MÉLUSINE

Allocution d'ouverture du colloque Enjeux scolaires - Enjeux sociaux

PASSAGE EN REVUES

« Allocution d’ouverture », dans : Enjeux scolaires – Enjeux sociaux, Paris, Ed. du Seuil, 1985, pp. 13-15.

Alors que je présidais l’Université Paris III-Sorbonne Nouvelle, mon ami le philosophe Guy Coq, qui m’avait précédé à la vice-présidence de l’UNEF, engagé dans la défense de la laïcité et fort averti de l’évolution du système éducatif, m’avait demandé si nous pouvions accueillir dans les prestigieux locaux de la Sorbonne le colloque qu’il organisait sur les enjeux scolaires… J’acceptai d’autant plus volontiers que j’avais quelques idées à faire valoir dans ce domaine, et que j’œuvrais pour un rapprochement permanent du secondaire avec l’université. Je passe sur les difficultés rencontrées pour obtenir un amphithéâtre, et j’en viens immédiatement à mon discours d’accueil. Je ne peux en dire plus, ayant dû regagner mon bureau présidentiel pour y traiter les affaires les plus urgentes du jour...

L’ouvrage est indisponible en librairie, mais les bibliothèques le proposent encore. On peut lire cette introduction.

● **Objectif A**
Dans le texte sur l'allocution d'ouverture, reprenez tout ce qui va de « Allocution d'ouverture du » jusqu'à « 1985, pp. 13-15. » en remplaçant « colloque » par « congrès ».
Les enregistrements n'ont aucun lien avec le texte sur l'allocution d'ouverture.

Enregistrements d'un jeu d'annotation par points
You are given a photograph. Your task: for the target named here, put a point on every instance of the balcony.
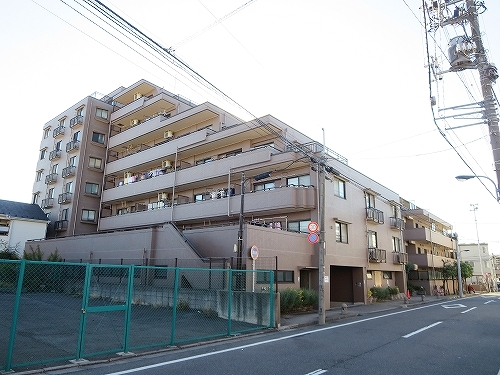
(376, 255)
(64, 198)
(399, 258)
(76, 121)
(72, 146)
(47, 203)
(54, 154)
(58, 131)
(372, 214)
(69, 171)
(61, 225)
(397, 223)
(51, 178)
(429, 236)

● **Objectif B**
Recopiez à l'identique toutes les lignes des enregistrements du jeu d'annotation par points, s'il vous plaît, en laissant les images de côté.

● **Résultat de l'exercice A**
Allocution d'ouverture du congrès Enjeux scolaires - Enjeux sociaux

PASSAGE EN REVUES

« Allocution d’ouverture », dans : Enjeux scolaires – Enjeux sociaux, Paris, Ed. du Seuil, 1985, pp. 13-15.

● **Résultat de l'exercice B**
You are given a photograph. Your task: for the target named here, put a point on every instance of the balcony.
(376, 255)
(64, 198)
(399, 258)
(76, 121)
(72, 146)
(47, 203)
(54, 154)
(58, 131)
(372, 214)
(69, 171)
(61, 225)
(397, 223)
(51, 178)
(429, 236)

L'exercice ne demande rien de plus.